* **Task brief**: Which lines in the listing below contain the word "running"? Pick out each of those lines and copy it.

(Location identification entries)

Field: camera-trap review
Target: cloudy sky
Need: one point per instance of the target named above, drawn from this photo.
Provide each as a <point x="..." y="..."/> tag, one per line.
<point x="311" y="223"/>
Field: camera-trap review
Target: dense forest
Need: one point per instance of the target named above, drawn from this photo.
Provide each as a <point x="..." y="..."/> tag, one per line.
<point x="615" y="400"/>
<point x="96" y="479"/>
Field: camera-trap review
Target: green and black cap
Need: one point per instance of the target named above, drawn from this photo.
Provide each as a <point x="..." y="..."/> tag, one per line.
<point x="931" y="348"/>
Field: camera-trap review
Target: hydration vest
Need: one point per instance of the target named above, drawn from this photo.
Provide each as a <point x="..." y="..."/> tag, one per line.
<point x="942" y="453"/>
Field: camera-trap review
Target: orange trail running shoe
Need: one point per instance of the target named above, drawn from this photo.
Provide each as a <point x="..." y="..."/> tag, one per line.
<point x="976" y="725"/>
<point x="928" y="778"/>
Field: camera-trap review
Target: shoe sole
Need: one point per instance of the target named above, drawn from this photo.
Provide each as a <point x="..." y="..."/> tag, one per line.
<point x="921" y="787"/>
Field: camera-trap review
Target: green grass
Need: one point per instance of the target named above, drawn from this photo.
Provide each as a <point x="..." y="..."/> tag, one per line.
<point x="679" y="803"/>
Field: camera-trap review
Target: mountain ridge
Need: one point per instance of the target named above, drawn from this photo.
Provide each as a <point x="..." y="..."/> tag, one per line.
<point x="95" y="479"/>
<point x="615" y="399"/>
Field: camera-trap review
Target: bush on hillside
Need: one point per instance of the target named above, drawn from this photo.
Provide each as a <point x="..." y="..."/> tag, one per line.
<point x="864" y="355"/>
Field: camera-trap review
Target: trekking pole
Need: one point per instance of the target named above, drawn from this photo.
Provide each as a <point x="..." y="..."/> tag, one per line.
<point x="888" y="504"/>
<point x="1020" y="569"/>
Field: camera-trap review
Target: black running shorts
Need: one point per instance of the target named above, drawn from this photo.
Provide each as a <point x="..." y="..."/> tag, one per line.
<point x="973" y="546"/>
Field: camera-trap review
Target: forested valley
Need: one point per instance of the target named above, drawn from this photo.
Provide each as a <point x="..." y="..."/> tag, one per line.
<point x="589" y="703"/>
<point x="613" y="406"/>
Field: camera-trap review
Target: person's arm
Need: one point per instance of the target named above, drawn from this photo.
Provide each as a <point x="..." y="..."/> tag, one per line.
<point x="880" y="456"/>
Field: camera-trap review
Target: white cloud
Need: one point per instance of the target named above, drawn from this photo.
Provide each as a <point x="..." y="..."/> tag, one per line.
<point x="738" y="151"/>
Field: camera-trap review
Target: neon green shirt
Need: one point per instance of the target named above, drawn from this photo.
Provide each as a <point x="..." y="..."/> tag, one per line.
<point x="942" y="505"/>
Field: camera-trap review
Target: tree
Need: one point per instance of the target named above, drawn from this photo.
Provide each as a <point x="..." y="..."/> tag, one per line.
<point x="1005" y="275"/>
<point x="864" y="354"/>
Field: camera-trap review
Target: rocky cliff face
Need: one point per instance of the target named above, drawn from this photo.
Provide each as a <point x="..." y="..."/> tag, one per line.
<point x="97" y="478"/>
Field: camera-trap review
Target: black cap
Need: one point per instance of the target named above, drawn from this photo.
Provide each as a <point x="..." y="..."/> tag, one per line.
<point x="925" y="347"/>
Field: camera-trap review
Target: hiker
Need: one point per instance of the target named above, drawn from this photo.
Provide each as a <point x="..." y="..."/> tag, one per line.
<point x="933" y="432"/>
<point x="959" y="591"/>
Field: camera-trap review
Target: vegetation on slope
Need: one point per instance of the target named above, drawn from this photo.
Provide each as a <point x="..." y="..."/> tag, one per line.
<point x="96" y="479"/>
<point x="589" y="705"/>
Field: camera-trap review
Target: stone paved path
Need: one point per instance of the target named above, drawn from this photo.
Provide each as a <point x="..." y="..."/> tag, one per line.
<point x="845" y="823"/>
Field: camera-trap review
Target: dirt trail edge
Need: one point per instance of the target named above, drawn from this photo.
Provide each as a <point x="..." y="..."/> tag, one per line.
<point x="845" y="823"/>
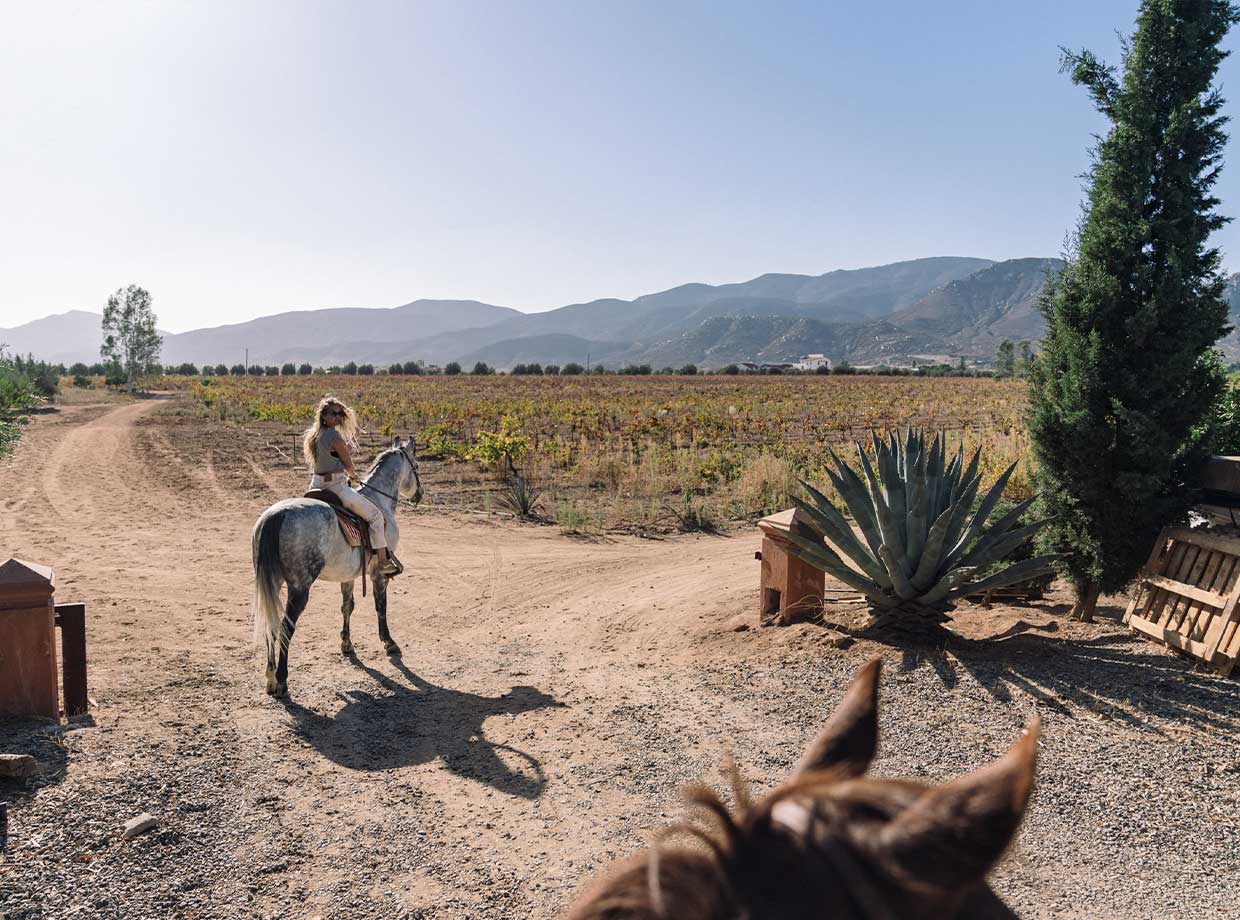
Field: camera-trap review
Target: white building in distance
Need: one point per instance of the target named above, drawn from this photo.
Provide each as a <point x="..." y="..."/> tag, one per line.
<point x="812" y="362"/>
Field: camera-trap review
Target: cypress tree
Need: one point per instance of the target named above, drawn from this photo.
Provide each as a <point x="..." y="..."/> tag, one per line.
<point x="1126" y="373"/>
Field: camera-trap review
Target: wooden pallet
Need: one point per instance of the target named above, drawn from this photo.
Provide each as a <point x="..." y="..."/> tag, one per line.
<point x="1188" y="593"/>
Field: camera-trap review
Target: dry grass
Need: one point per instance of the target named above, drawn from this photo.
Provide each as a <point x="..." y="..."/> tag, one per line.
<point x="621" y="453"/>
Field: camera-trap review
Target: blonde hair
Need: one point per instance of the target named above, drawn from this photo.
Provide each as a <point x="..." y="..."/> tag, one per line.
<point x="346" y="429"/>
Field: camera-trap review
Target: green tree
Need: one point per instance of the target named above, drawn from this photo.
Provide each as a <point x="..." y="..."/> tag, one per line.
<point x="1126" y="375"/>
<point x="1005" y="360"/>
<point x="1024" y="360"/>
<point x="17" y="398"/>
<point x="129" y="335"/>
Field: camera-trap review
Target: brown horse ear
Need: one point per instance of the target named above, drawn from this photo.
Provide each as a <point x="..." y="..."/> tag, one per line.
<point x="951" y="836"/>
<point x="850" y="738"/>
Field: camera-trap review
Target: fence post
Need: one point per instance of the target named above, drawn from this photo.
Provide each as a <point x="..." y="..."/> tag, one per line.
<point x="71" y="618"/>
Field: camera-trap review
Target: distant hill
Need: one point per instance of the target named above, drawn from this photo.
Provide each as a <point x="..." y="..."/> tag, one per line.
<point x="552" y="349"/>
<point x="332" y="335"/>
<point x="947" y="306"/>
<point x="65" y="337"/>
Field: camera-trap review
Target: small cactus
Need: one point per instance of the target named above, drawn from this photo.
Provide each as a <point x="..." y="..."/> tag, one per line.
<point x="923" y="544"/>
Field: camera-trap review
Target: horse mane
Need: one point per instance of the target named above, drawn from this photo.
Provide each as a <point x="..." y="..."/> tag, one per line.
<point x="377" y="460"/>
<point x="734" y="847"/>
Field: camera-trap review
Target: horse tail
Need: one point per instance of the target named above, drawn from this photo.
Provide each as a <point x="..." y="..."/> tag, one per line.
<point x="268" y="575"/>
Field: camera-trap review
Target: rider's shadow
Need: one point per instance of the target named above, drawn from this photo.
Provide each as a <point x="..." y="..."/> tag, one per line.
<point x="419" y="722"/>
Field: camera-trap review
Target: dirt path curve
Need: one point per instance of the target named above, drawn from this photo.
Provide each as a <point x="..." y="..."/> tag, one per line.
<point x="517" y="642"/>
<point x="553" y="694"/>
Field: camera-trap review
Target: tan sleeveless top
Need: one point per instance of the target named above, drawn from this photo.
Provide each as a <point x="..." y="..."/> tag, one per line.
<point x="324" y="460"/>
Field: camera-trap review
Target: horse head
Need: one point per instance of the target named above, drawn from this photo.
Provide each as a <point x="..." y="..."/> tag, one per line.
<point x="831" y="842"/>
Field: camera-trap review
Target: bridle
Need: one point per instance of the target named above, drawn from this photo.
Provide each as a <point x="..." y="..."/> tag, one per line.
<point x="398" y="499"/>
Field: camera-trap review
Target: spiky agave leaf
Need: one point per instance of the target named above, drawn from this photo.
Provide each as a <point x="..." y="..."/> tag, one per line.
<point x="924" y="543"/>
<point x="887" y="526"/>
<point x="826" y="517"/>
<point x="983" y="511"/>
<point x="1016" y="572"/>
<point x="823" y="557"/>
<point x="857" y="500"/>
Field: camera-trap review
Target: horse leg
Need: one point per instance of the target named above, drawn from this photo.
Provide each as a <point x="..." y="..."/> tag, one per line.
<point x="380" y="584"/>
<point x="298" y="599"/>
<point x="346" y="609"/>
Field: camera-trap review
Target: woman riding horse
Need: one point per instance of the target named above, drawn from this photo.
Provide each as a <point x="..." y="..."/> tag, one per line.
<point x="326" y="446"/>
<point x="298" y="541"/>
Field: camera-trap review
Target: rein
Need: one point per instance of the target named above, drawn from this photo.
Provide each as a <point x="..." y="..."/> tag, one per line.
<point x="397" y="499"/>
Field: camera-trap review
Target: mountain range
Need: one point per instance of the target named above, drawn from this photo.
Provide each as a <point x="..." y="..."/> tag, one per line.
<point x="936" y="308"/>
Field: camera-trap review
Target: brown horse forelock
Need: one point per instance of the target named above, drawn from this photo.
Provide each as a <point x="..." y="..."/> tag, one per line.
<point x="809" y="849"/>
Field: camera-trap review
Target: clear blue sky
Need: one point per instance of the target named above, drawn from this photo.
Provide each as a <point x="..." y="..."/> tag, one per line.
<point x="244" y="158"/>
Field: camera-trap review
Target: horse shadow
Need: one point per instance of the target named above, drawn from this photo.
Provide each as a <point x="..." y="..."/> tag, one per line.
<point x="417" y="722"/>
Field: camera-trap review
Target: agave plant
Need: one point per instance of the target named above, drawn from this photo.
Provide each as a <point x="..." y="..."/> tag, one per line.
<point x="923" y="543"/>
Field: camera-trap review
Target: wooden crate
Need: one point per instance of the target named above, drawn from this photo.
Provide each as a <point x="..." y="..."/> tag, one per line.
<point x="1188" y="593"/>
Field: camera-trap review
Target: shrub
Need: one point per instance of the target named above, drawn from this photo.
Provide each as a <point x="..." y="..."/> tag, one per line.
<point x="506" y="446"/>
<point x="518" y="496"/>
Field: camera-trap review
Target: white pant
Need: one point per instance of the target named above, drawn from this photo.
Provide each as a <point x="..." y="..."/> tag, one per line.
<point x="356" y="502"/>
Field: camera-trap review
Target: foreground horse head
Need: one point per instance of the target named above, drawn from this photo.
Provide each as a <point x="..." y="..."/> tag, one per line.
<point x="830" y="842"/>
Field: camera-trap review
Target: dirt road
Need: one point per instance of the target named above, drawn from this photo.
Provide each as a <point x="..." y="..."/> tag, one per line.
<point x="552" y="696"/>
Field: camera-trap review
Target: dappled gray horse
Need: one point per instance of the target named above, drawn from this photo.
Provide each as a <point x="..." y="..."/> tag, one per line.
<point x="298" y="541"/>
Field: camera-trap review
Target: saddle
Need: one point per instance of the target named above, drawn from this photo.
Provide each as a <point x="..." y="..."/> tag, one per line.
<point x="354" y="528"/>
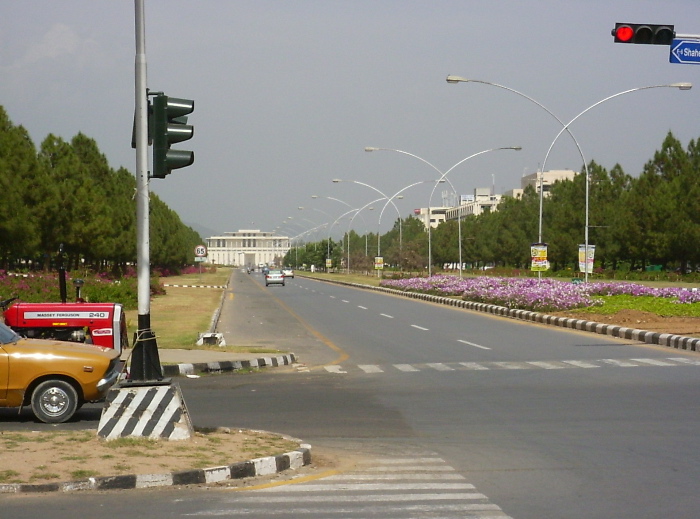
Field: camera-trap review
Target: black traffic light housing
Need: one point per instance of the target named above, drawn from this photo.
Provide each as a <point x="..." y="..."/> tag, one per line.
<point x="643" y="33"/>
<point x="168" y="117"/>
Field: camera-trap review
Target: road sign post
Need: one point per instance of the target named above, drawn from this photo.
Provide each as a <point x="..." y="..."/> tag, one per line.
<point x="685" y="51"/>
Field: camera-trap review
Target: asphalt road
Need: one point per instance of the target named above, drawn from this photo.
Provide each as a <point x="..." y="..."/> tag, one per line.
<point x="543" y="422"/>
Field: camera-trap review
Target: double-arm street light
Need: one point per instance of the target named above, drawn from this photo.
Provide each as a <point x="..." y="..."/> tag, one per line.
<point x="398" y="195"/>
<point x="348" y="205"/>
<point x="442" y="177"/>
<point x="565" y="128"/>
<point x="385" y="196"/>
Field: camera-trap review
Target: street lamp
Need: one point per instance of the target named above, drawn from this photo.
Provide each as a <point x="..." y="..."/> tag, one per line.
<point x="348" y="205"/>
<point x="680" y="86"/>
<point x="565" y="127"/>
<point x="398" y="195"/>
<point x="442" y="177"/>
<point x="338" y="180"/>
<point x="351" y="220"/>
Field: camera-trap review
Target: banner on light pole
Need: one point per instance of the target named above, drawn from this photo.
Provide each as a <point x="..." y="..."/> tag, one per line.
<point x="538" y="253"/>
<point x="585" y="258"/>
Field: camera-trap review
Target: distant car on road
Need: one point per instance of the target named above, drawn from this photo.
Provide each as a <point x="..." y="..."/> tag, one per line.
<point x="274" y="277"/>
<point x="55" y="378"/>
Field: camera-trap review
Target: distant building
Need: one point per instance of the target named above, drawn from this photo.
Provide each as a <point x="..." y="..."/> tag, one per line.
<point x="437" y="215"/>
<point x="548" y="179"/>
<point x="247" y="248"/>
<point x="482" y="202"/>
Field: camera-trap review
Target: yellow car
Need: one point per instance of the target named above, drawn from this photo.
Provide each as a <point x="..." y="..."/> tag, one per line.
<point x="55" y="378"/>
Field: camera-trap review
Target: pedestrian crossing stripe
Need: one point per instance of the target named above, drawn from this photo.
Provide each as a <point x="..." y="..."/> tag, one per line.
<point x="512" y="365"/>
<point x="417" y="486"/>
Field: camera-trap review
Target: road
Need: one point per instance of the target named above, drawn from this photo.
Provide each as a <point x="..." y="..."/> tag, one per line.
<point x="530" y="421"/>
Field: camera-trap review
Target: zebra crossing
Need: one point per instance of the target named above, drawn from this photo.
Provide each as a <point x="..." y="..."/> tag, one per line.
<point x="391" y="488"/>
<point x="494" y="365"/>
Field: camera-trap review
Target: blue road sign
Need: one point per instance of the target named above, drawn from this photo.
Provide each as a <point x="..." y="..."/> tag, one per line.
<point x="685" y="51"/>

* **Response to this exercise**:
Target: orange trail running shoe
Target: black running shorts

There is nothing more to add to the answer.